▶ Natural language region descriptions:
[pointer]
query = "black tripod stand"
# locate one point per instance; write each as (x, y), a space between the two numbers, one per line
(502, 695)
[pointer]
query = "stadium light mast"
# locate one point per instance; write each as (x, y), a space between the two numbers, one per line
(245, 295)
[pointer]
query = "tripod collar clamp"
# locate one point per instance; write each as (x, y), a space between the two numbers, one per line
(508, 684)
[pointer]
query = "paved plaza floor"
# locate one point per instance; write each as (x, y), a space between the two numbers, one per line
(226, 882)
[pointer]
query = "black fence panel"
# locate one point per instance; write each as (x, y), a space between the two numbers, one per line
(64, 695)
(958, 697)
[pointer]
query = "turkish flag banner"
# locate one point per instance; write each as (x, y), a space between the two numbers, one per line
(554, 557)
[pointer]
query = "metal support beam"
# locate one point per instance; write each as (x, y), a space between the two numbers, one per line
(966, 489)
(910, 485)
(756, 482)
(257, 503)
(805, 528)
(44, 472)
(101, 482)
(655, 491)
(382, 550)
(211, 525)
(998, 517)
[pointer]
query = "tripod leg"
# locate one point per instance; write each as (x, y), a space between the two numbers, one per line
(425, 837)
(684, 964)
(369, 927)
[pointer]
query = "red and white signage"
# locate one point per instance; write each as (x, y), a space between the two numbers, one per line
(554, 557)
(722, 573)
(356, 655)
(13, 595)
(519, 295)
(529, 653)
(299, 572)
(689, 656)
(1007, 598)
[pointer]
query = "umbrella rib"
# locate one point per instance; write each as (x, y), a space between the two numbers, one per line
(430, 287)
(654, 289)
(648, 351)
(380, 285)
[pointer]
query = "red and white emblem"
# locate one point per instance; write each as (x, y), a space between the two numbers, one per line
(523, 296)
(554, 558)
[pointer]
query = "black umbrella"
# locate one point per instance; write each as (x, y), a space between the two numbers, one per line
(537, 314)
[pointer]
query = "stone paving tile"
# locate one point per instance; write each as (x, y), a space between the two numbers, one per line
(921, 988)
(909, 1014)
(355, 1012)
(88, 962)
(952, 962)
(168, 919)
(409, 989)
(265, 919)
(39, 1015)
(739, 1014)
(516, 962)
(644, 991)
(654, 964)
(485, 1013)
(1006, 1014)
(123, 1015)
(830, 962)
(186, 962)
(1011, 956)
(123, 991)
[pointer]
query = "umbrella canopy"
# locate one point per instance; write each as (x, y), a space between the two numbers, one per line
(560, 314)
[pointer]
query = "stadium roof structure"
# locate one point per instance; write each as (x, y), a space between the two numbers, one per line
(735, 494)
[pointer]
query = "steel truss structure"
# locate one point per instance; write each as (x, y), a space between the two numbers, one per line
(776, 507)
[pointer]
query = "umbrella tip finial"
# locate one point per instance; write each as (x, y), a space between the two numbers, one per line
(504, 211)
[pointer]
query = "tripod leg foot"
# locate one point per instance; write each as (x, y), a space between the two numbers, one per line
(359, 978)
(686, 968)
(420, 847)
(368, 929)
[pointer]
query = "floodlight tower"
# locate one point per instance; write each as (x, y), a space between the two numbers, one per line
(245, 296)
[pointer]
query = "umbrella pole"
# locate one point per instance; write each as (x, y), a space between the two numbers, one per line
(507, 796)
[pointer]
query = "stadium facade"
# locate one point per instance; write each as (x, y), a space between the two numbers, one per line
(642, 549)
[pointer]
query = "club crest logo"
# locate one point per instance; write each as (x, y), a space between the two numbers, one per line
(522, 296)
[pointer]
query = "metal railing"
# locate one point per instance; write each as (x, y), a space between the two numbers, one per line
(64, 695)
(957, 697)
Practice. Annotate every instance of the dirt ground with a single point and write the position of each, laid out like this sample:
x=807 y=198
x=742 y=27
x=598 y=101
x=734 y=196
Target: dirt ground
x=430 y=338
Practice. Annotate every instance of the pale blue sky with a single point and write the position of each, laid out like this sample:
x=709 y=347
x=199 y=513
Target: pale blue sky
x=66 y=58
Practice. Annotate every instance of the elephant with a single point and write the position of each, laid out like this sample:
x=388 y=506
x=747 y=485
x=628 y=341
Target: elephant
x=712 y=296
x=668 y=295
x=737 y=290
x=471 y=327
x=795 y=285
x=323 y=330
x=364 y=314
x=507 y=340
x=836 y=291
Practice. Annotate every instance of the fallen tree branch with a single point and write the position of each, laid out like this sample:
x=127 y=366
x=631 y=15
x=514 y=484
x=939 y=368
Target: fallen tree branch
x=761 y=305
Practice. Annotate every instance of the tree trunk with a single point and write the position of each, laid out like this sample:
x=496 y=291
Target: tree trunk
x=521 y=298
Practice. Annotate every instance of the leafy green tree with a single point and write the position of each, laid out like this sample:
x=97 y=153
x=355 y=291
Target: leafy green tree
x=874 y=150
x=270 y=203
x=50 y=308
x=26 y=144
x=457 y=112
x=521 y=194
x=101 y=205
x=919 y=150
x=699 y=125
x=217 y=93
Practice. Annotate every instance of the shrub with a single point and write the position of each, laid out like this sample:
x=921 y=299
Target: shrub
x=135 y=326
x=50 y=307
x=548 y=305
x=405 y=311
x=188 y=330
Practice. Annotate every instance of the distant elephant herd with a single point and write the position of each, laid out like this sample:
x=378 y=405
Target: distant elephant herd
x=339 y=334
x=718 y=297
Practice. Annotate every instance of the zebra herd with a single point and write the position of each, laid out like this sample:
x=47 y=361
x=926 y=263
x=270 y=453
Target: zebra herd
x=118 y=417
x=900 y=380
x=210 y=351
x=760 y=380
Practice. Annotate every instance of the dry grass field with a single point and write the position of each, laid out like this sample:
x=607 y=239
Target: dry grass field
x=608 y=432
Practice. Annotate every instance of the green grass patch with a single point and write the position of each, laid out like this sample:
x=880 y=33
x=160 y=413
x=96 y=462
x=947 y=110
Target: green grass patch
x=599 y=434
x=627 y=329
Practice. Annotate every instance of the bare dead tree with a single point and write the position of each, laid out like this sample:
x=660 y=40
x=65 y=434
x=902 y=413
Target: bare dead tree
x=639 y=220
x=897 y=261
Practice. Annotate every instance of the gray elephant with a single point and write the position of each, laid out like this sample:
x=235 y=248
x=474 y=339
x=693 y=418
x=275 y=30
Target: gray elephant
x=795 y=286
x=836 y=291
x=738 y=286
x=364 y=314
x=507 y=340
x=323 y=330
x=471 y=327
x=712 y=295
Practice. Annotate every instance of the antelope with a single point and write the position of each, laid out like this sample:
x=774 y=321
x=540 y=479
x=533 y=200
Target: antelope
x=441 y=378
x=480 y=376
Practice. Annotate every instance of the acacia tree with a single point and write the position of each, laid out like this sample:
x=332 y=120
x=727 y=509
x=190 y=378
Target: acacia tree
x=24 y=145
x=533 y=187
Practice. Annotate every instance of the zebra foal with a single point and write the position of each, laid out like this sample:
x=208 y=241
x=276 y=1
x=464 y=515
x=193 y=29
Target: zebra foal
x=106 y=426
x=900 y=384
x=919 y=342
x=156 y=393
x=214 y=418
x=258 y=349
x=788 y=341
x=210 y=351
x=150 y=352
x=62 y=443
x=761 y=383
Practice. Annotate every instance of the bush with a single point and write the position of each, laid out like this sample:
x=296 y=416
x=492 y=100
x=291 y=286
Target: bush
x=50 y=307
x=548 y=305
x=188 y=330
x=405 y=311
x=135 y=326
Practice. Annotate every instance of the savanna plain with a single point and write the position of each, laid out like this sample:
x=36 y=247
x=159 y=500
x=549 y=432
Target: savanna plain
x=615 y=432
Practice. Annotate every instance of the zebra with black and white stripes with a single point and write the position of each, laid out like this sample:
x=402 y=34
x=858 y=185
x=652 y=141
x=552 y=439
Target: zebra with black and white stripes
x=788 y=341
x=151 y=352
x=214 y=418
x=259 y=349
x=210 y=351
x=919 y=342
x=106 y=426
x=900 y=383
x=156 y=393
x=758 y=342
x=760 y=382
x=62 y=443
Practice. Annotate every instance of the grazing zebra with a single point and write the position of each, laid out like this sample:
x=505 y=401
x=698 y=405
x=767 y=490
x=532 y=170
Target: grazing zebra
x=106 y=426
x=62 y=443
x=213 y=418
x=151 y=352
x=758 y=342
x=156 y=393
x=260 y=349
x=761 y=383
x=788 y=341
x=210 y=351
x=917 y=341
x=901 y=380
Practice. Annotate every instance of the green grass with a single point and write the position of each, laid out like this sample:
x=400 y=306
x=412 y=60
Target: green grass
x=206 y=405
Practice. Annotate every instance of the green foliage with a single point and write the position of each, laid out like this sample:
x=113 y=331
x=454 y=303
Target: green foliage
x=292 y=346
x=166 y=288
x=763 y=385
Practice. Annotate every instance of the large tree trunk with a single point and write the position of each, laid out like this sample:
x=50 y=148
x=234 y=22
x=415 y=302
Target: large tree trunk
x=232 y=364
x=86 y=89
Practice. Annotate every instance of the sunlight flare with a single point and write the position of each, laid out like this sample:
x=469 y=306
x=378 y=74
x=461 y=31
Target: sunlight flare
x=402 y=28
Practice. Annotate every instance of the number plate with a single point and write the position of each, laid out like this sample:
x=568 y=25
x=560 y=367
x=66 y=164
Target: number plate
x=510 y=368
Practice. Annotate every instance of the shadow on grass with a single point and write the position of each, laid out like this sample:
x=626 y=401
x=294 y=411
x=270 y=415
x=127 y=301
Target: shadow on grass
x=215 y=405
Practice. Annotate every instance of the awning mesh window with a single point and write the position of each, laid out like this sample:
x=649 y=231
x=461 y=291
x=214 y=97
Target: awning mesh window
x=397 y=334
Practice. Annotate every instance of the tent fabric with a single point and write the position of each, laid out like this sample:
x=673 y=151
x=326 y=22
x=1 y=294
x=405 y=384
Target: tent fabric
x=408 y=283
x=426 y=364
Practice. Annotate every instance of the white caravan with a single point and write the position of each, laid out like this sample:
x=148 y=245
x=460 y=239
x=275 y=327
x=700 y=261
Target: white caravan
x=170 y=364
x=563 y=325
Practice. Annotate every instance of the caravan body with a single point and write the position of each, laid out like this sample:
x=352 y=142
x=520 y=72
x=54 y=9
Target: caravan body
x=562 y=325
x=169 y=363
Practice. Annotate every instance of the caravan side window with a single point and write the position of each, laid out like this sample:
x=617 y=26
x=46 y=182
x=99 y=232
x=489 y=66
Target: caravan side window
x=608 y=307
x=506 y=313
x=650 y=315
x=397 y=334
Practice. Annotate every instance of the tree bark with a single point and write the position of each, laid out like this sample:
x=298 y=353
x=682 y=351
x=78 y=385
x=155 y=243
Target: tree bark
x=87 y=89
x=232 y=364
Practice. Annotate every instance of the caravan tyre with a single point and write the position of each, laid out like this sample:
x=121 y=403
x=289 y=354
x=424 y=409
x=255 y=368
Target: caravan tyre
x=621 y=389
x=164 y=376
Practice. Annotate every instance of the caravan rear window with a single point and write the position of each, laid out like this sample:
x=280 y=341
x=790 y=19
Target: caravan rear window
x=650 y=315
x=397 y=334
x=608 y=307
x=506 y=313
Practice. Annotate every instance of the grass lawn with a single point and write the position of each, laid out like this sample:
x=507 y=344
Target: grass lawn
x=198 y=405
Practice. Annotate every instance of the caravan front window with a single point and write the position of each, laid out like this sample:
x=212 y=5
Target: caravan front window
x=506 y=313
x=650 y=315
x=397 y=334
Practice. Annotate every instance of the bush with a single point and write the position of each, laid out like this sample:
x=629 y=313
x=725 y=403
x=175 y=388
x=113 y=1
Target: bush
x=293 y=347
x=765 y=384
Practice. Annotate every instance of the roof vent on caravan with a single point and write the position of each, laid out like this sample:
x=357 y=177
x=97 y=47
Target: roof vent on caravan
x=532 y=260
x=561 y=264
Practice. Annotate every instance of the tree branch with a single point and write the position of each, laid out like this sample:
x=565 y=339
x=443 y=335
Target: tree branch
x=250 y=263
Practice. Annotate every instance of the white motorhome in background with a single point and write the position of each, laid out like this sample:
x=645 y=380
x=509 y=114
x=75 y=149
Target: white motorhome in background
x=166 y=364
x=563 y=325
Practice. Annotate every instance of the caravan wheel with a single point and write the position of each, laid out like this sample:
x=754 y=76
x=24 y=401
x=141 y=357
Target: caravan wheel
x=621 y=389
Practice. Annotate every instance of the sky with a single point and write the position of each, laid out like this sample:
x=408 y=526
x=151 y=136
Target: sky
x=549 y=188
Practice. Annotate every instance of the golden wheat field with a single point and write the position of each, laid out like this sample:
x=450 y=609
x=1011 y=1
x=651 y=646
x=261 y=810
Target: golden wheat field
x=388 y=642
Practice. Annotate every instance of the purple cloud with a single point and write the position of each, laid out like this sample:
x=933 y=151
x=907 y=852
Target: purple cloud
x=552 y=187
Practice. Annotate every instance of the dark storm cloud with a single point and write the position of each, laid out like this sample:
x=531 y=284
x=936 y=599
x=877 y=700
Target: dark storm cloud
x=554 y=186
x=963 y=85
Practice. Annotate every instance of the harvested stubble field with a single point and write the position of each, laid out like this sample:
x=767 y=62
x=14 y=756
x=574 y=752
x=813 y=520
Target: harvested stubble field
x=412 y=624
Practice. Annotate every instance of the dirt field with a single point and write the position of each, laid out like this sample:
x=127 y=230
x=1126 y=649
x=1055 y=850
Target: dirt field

▶ INSTRUCTIONS TO FOLLOW: Return each line of the records above in which the word "stadium" occurs.

▶ SOLUTION:
query = "stadium light mast"
query = "stadium roof structure"
query = "stadium facade"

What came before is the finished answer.